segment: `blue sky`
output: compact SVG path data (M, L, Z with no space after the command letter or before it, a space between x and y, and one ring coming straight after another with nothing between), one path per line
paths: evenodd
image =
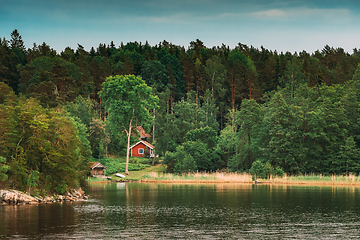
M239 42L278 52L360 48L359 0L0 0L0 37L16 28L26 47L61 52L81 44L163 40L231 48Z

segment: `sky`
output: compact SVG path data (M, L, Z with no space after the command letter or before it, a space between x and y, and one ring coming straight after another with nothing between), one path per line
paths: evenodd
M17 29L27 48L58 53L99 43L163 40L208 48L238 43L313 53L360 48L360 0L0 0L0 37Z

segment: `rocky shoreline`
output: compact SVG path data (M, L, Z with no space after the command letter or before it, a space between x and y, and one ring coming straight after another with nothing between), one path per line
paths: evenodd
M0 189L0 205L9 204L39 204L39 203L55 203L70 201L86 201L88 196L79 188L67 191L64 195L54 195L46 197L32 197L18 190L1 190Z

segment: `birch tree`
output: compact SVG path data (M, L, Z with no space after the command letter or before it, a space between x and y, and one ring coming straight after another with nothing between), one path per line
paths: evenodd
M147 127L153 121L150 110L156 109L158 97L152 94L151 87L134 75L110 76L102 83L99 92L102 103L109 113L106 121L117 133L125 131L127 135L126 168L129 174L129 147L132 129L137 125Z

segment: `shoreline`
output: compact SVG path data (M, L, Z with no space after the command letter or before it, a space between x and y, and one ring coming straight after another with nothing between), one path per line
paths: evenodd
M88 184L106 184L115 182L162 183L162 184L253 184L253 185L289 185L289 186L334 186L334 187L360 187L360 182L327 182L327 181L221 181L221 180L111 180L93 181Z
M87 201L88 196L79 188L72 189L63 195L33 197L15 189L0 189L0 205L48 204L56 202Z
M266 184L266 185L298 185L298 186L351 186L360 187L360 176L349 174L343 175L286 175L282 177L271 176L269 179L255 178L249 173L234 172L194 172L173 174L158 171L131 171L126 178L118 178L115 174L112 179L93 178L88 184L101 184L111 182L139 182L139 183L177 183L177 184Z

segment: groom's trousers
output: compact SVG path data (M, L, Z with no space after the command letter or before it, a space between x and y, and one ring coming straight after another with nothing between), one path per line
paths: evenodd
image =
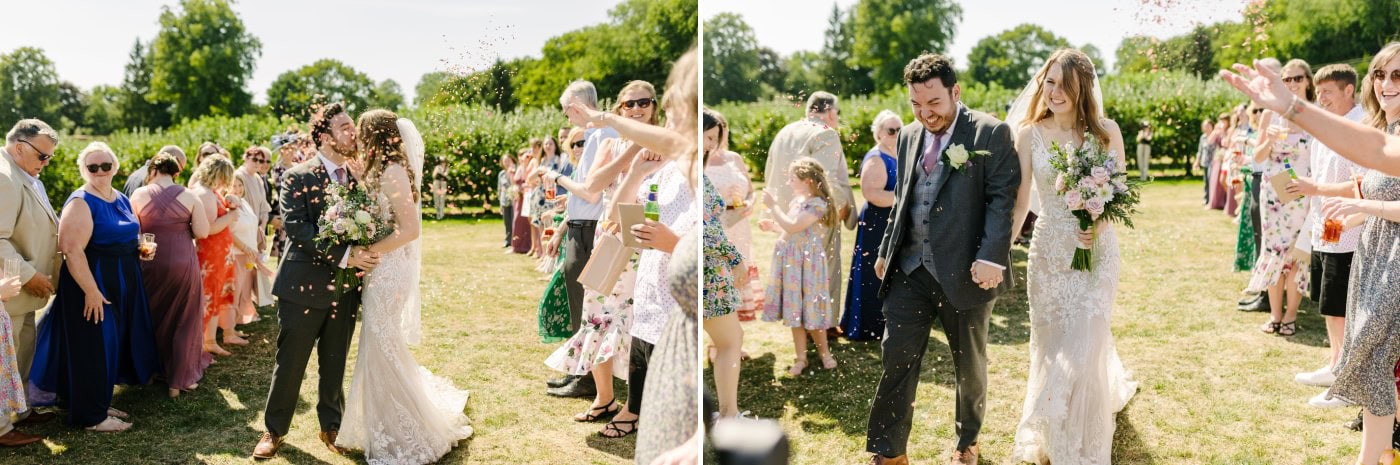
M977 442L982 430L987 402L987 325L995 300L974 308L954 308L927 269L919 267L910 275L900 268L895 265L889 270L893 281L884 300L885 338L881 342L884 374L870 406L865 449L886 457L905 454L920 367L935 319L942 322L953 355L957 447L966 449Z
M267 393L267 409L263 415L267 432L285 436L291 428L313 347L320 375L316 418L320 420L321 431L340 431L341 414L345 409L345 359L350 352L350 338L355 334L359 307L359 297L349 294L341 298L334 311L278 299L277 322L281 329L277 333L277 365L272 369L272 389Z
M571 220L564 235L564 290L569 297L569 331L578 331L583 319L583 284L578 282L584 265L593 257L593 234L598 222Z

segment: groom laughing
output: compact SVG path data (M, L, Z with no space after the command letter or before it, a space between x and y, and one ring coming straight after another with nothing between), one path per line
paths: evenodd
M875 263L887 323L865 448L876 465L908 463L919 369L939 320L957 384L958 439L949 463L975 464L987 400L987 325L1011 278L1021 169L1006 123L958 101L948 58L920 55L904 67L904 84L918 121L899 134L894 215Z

Task directions: Return every line above verbatim, pictures excluded.

Exercise answer:
segment: `blue sky`
output: compact SVG path data (M, L, Z with no space after the command letter or before it, a space between x and y, and one ring coming straight after another with nothing between), one path per line
paths: evenodd
image =
M239 42L278 52L360 48L359 0L0 0L0 37L16 28L26 47L61 52L81 44L163 40L231 48Z

segment: `sky`
output: compact SVG path data (M, L, Z with no space after the command letter or before it, a space between x and y, and one ring coming straight after another with nothing between), one path per line
paths: evenodd
M17 29L27 48L58 53L99 43L163 40L208 48L238 43L313 53L360 48L360 0L0 0L0 37Z

segment: `rocky shoreline`
output: compact SVG path data (M, L, Z with no space after the command letter or before it, a space between x and y, and one ring coming straight after another with nothing between), one path per line
paths: evenodd
M0 189L0 205L9 204L39 204L39 203L55 203L70 201L86 201L88 196L79 188L67 191L64 195L54 195L46 197L32 197L18 190L1 190Z

segment: `birch tree`
output: compact SVG path data (M, L, Z with no space after the command letter or before it, a space between x and y, and one ring coming straight after another with nothing between), one path per line
paths: evenodd
M147 127L153 121L150 110L156 109L158 97L152 94L151 87L134 75L110 76L102 83L99 92L102 103L109 113L106 121L117 133L125 131L127 135L126 168L129 174L129 147L132 129L137 125Z

segment: `shoreline`
output: compact SVG path data (M, L, Z with no space after the command letter or before it, a space between x and y, and one ring coming straight after another with nothing between), one path per line
paths: evenodd
M88 184L106 184L115 182L162 183L162 184L253 184L253 185L289 185L289 186L334 186L334 187L360 187L360 182L327 182L327 181L221 181L221 180L111 180L93 181Z
M87 201L88 196L79 188L72 189L63 195L33 197L15 189L0 189L0 205L48 204L56 202Z
M266 184L266 185L298 185L298 186L351 186L360 187L360 176L349 174L343 175L286 175L282 177L271 176L269 179L255 178L249 173L234 172L194 172L173 174L158 171L131 171L126 178L118 178L115 174L112 179L93 178L88 184L101 184L111 182L139 182L139 183L177 183L177 184Z

segment: groom's trousers
output: compact SVG path data (M, L, Z with no space after the command letter or before it, a space between x and y, and one ring coming straight after another with nothing between), one path per line
paths: evenodd
image =
M977 442L982 430L987 402L987 325L995 300L974 308L954 308L927 269L919 267L910 275L900 268L895 265L889 270L893 281L884 300L885 338L881 342L884 374L870 406L865 449L886 457L905 454L920 367L935 319L942 322L953 355L957 447L966 449Z
M267 393L267 409L263 415L267 432L285 436L291 428L313 347L320 375L316 418L320 420L321 431L340 431L341 414L345 409L345 359L350 352L350 338L355 334L359 307L359 297L349 294L341 298L334 311L278 299L277 322L281 329L277 333L277 365L272 369L272 389Z
M571 220L564 235L564 290L569 297L569 331L578 331L583 319L583 284L578 282L584 265L593 257L593 234L598 222Z

segment: groom laughing
output: compact SVG path data (M, L, Z with no space after the command letter or before it, a space between x and y, and one ring coming straight after another with nothing between), one path per line
paths: evenodd
M875 263L887 323L865 448L876 465L908 463L919 369L939 320L957 384L958 439L949 463L975 464L987 400L987 325L1011 278L1021 169L1006 123L958 101L948 58L920 55L904 67L904 84L918 121L899 134L894 215Z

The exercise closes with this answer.